>> start Given text

Unit 2 - Weather & the Atmosphere

  • What causes weather conditions?

  • How do matter and energy interact to produce weather patterns?

  • Why do different locations have different weather conditions?

  • What short-term/long-term solutions can we propose that will help reduce pollution?

Unit 3 - Energy & Simple Machines

  • How do different forms of energy transfer and/or change matter?

  • In what ways can energy be effectively conserved?

  • How do machines use energy to do work?

  • What would energy-efficient machines look like?

  • What strategies/ideas can we pose to promote the effective use and conservation of energy?



Homework is assigned to give students time to reflect on the day’s work, help students prepare for class the next day, and be aware of current news in the scientific community. Science homework may include:

  • My Understanding - a brief reflection on the day’s activities will be assigned when new content is covered.

  • Current Event Articles in Science - a brief summary & reflection of two articles, will be assigned each week.

  • Students are expected to read their notes each night and write down any lingering comments, questions, or concerns in the margin of their notebook.



Social Studies

Carol Shirai –

In Social Studies in the 6th Grade students will learn reading and research skills to gather information, and develop strategies for thinking, writing, and talking about what they have learned. These skills are a critical part of our curriculum. In addition to the major concepts and details about each culture we study, students will learn what kinds of questions historians ask themselves, how to use various resources to answer those questions, and how to develop sophisticated ideas about what they are learning.


Unit 1 -Archaeology and Culture

  • What is culture?

  • What cultures are represented in our class?

  • What methods do archeologists use to study cultures of the past? What can artifacts reveal about cultures?

  • How do archaeologists learn about cultures of the past?

Unit 2 - Forms of Government

  • How do people organize themselves in groups?

  • How do they make decisions?

  • What is the purpose of government?

  • What if there was no government?

  • What are different types of governments?

  • How do they work and how are they different from one another?

  • How do communities balance the needs of the individual with the needs of the group?

Unit 3 - Stone Age Humans and the Neolithic Revolution

  • How did early humans meet their basic needs – food, water, shelter – in the Stone Age?

  • How does this compare to how we meet our basic needs today?

  • What were the effects of the invention of agriculture on human beings?

>> end Given text

Exercise description: According to the course overview, how many science articles on current events must students summarize and reflect on each week? The items have no connection to the course overview.

>> start Data entries

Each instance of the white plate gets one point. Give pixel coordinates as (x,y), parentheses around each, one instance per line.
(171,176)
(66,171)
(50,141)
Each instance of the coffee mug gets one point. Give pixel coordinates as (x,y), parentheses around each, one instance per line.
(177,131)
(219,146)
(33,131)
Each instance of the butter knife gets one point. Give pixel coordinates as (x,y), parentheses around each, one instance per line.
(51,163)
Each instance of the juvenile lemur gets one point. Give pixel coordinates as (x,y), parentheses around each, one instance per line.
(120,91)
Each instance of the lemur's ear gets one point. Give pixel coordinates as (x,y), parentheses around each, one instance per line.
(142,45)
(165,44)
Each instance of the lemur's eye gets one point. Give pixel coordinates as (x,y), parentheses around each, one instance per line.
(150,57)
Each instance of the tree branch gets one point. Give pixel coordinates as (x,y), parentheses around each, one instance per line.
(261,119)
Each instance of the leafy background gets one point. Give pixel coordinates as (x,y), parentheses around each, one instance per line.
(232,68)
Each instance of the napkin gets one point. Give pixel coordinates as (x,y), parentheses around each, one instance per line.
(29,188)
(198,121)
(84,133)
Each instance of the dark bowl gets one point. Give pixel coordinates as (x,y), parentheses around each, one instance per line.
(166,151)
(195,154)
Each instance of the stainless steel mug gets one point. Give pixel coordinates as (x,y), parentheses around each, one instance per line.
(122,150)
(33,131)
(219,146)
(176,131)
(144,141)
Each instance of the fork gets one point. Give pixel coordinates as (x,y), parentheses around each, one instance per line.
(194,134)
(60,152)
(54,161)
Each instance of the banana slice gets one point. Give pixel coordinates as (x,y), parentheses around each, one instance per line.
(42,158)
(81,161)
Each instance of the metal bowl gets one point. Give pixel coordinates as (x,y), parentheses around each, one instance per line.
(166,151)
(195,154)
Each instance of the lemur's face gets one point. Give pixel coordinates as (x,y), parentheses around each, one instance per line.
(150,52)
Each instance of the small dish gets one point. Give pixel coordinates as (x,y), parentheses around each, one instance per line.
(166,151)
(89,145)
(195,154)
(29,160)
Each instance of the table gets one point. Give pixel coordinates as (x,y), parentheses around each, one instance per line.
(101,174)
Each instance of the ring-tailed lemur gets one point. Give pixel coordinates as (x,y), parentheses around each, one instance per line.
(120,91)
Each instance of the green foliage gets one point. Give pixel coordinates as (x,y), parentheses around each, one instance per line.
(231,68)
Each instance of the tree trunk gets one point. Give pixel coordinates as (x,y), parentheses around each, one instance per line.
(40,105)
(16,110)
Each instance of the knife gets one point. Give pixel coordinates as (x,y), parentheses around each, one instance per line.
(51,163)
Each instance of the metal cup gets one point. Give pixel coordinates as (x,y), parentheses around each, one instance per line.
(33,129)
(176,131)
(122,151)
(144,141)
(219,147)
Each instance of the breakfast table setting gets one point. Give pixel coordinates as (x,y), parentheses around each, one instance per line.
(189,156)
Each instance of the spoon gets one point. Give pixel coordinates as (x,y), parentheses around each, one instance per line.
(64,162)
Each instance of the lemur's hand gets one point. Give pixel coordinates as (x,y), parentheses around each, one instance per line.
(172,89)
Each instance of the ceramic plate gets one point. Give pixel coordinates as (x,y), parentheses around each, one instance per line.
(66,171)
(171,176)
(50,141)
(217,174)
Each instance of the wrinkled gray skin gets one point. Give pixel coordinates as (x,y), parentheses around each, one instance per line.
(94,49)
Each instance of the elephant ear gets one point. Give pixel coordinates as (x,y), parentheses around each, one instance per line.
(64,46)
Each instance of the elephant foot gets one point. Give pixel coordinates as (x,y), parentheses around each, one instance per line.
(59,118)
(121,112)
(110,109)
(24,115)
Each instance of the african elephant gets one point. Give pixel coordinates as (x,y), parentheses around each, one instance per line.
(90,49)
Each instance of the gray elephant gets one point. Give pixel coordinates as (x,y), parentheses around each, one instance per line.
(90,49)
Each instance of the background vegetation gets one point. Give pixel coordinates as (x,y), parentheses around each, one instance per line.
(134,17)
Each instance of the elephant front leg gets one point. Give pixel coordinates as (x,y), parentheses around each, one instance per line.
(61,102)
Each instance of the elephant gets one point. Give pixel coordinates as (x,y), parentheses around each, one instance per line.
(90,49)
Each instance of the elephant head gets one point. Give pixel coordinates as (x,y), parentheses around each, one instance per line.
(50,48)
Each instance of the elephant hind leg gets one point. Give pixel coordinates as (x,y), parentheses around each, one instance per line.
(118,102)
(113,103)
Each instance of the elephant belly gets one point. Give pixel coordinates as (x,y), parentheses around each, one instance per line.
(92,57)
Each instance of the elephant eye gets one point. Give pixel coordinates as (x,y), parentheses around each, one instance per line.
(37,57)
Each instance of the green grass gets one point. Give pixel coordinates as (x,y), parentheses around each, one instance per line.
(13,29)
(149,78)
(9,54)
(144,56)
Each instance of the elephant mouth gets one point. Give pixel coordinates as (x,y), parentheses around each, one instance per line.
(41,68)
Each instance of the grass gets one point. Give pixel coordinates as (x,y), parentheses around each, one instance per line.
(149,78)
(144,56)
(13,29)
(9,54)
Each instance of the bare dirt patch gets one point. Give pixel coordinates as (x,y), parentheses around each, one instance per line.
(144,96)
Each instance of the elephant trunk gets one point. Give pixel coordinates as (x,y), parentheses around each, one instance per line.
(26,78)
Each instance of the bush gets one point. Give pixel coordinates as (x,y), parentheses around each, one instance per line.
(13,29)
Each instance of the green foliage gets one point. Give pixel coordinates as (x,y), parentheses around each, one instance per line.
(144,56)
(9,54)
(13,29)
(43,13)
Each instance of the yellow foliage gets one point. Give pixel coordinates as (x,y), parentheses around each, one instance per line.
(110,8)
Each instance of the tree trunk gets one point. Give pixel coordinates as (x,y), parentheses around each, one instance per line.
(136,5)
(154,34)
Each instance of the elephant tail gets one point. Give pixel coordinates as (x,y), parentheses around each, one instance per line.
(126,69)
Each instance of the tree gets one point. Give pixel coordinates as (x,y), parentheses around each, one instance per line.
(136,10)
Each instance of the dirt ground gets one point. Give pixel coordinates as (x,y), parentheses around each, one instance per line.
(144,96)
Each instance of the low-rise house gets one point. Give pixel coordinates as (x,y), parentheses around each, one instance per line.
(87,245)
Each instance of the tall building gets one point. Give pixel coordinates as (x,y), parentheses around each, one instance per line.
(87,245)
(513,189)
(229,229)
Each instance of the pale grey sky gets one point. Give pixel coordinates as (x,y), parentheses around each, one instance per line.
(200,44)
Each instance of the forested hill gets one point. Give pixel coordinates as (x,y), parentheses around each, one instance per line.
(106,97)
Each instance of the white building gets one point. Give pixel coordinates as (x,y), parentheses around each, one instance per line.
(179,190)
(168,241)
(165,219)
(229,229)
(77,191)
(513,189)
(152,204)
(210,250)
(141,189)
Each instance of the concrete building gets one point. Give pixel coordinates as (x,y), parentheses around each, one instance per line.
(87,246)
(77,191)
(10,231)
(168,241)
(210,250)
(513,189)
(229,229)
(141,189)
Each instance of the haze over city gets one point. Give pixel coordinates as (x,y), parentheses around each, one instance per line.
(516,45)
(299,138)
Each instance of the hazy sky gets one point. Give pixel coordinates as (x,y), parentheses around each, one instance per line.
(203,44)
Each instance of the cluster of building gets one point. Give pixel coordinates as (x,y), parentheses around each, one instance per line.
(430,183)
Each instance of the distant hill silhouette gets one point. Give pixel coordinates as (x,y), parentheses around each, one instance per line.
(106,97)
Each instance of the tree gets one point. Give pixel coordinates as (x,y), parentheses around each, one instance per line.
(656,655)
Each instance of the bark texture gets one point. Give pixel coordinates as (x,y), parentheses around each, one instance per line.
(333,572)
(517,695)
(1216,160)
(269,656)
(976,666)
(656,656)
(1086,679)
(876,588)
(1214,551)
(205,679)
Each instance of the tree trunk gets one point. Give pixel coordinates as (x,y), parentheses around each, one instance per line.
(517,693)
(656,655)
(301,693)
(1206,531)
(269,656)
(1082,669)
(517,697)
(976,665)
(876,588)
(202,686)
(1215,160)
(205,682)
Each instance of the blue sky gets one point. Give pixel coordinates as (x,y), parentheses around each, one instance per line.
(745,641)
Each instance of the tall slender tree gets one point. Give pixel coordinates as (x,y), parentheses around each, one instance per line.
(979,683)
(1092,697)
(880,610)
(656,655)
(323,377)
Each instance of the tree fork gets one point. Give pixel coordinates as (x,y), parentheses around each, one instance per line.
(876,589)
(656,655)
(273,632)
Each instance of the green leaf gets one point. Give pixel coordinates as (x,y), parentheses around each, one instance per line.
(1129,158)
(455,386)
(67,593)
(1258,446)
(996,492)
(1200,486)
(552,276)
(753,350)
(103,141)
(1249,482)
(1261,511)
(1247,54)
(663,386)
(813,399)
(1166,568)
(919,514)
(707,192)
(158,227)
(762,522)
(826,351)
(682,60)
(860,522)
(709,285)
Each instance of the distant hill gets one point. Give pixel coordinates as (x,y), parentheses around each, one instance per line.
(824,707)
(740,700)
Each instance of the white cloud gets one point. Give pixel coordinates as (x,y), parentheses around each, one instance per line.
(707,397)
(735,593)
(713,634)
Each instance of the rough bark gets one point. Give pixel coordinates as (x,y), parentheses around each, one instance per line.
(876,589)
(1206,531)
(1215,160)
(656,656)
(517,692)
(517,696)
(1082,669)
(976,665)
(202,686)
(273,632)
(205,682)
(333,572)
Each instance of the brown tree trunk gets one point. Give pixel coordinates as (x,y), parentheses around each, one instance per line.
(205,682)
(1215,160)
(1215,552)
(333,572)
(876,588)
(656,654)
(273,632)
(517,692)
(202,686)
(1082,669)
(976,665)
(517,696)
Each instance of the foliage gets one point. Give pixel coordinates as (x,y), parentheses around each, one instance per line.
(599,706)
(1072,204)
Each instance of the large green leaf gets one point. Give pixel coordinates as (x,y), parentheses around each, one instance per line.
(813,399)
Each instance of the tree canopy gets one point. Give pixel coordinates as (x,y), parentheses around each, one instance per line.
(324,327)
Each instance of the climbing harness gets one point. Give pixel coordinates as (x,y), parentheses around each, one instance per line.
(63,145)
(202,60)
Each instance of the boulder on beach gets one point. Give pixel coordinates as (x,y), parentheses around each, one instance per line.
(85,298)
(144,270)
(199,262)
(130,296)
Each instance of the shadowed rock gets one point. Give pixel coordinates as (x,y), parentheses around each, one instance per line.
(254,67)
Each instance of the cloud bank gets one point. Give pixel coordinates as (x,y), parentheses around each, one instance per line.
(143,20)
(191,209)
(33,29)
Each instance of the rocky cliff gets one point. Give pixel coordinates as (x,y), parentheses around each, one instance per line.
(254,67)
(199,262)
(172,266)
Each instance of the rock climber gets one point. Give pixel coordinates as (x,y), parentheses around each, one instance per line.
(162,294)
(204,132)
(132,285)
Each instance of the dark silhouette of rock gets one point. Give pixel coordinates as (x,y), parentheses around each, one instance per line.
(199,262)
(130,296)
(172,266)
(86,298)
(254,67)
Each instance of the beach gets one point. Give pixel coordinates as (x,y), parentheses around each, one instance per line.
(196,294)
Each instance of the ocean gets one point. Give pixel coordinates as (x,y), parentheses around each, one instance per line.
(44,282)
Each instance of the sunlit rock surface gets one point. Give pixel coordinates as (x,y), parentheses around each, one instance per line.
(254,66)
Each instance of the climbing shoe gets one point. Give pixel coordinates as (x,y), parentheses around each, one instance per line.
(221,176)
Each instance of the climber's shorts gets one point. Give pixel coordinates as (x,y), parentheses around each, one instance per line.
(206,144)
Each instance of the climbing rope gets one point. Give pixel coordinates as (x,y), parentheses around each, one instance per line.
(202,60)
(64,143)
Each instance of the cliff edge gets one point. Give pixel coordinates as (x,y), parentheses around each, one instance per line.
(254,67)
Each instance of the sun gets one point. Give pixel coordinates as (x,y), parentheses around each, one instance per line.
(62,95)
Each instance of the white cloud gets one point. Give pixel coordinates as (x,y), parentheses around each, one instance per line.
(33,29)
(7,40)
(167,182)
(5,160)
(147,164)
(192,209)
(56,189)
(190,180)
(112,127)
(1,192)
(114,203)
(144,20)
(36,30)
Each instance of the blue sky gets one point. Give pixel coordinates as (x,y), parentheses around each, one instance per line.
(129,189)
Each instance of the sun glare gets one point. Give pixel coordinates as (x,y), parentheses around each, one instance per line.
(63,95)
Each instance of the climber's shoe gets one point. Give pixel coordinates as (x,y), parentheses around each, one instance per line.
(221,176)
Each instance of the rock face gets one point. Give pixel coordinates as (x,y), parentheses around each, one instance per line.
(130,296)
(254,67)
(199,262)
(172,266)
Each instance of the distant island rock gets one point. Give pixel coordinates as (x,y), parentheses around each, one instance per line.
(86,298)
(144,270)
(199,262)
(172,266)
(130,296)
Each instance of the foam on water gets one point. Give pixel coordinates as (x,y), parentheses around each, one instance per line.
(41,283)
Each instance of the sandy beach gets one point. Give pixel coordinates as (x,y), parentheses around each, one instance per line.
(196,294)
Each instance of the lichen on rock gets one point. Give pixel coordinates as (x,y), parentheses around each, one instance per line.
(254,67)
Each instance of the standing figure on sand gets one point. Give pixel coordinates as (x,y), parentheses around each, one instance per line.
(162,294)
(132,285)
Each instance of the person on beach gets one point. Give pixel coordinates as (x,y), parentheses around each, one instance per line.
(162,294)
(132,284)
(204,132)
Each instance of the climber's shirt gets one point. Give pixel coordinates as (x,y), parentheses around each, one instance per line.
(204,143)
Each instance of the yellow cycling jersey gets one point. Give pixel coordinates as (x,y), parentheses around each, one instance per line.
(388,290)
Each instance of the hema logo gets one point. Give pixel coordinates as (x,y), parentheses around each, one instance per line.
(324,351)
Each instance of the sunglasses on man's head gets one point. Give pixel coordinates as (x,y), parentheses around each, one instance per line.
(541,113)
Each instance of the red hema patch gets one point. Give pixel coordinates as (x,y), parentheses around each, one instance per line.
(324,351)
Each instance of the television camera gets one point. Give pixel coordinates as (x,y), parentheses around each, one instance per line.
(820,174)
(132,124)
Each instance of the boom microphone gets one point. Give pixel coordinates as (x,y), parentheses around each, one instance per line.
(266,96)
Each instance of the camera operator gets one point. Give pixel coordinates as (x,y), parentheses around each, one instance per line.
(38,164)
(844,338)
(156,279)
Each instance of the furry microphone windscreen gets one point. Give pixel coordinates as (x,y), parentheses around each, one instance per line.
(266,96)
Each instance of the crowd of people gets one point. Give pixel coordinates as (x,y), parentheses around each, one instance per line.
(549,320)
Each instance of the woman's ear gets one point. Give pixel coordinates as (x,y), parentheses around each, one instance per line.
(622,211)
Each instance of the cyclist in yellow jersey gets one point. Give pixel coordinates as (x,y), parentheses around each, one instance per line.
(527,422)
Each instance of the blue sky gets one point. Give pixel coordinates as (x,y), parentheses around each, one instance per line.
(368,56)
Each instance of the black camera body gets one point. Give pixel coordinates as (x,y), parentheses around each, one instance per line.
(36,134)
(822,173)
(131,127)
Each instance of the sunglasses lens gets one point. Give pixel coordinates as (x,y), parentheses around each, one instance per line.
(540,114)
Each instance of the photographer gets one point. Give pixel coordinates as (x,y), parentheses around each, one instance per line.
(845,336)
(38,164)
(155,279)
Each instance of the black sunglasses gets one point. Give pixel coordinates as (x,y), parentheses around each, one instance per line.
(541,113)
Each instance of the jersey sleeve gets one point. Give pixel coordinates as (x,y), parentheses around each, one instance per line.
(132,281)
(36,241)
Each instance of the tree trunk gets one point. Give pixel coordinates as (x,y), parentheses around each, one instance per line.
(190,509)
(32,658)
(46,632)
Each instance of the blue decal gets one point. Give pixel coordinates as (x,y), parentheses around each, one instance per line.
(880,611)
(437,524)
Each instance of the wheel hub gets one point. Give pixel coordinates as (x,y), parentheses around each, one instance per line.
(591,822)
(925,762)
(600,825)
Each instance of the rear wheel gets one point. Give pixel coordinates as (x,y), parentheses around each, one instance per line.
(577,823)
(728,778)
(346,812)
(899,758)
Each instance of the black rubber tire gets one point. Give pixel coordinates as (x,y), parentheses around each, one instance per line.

>> end Data entries

Response to this exercise: Two articles.